▸ **PROBLEM TO SOLVE**
Copy every line of the records below word for word, keeping the same order and line breaks.

▸ **ENTRIES SHOWN**

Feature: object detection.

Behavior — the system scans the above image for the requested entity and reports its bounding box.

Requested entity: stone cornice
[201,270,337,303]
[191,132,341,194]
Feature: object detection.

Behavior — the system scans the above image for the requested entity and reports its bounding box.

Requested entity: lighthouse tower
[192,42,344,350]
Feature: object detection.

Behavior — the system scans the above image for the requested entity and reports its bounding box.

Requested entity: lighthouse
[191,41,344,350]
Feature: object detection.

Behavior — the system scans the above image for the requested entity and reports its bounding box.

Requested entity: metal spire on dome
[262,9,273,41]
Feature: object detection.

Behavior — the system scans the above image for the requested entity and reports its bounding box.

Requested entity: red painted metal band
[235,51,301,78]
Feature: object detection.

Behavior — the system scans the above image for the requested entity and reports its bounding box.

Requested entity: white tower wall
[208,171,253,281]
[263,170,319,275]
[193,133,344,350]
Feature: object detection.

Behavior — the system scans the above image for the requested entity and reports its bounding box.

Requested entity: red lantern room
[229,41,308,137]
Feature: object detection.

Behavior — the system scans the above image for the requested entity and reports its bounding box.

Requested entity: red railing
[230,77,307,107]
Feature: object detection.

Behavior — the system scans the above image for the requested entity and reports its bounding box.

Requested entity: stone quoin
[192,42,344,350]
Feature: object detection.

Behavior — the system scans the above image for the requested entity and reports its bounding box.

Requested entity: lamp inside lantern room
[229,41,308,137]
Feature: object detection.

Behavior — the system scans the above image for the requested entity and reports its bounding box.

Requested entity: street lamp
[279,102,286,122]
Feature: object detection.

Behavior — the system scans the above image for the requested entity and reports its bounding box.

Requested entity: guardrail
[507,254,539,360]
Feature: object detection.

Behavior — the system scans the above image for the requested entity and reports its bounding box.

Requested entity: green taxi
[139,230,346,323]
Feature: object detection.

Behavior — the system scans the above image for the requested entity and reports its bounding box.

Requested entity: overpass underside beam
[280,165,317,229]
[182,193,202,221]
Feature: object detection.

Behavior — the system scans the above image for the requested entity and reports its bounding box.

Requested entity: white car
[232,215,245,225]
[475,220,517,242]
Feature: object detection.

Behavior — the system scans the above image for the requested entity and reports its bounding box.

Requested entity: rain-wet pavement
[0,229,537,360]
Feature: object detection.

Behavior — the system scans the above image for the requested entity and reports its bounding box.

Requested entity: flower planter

▸ **SOLUTION TO THIS PROBLEM**
Feature: object detection.

Behavior — the system scans the above image for the requested entity and reports its bounding box.

Requested entity: stone cornice
[201,270,337,303]
[191,132,341,194]
Feature: object detection.

Behavior — the system scans the above image for the requested entity and reports its bounding box.

Requested entity: lighthouse tower
[192,42,344,350]
Feature: object detection.

Behavior — the system scans the above image for the requested entity and reports its bounding box.

Requested entity: lighthouse
[191,41,344,350]
Feature: object detection.

Behavior — the system scans the above image for the requested entity and reports its bounding box.

Requested entity: metal spire on dome
[262,9,273,41]
Feature: object detection.

Behavior — the system scans the above image for the requested entity and reports its bounding box.

Requested entity: red painted metal band
[235,51,301,78]
Feature: object detection.

Behavior — the system scans the above image for the requested entity and reports its bounding box.

Requested entity: white tower wall
[208,171,253,281]
[263,170,319,275]
[193,133,344,350]
Feature: object detection.

Behavior — the system scans the above image for the requested entity and reports its bounding box.

Requested entity: red lantern room
[229,41,308,137]
Feature: object detection.

Behavior — the system scans the above image for the requested entity and reports its bounding box.

Requested entity: red railing
[230,77,307,107]
Feature: object detection.

Behavior — the system scans the above image for the requested entity and reports its bounding box.

Requested entity: stone quoin
[192,42,344,350]
Feature: object detection.

Behavior — the system scans the above image for the requested entity and reports its bounding box.

Requested entity: lamp inside lantern room
[229,41,308,137]
Feature: object detection.

Behavior — the system scans the above image for the requested entity and reports its bounding box.

Requested entity: street lamp
[279,102,286,122]
Feature: object detection.

Behavior — the system scans the above image for the requested entity and reports its bounding box.

Requested entity: guardrail
[507,254,539,360]
Feature: object detection.

Behavior — the system scans the above image for the requested entity and reports its bounding box.

Requested entity: green taxi
[139,230,346,323]
Feature: object detection.

Behavior — the system scans the above image for the requested entity and reports its bounding box.

Requested entity: overpass underside beam
[280,165,317,229]
[182,193,202,221]
Feature: object detection.

Behavior — the system scans the above image for the requested entity and reports its bounding box.

Requested entity: white car
[232,215,245,225]
[475,220,517,242]
Feature: object detection.

Behavior — the system scans the above image for the requested entity and reports its bounding box.

Requested entity: rain-wet pavement
[0,229,537,360]
Feature: object detection.

Behavior — the system scans the above image for the requested entity and reports its bounding box.

Requested entity: flower planter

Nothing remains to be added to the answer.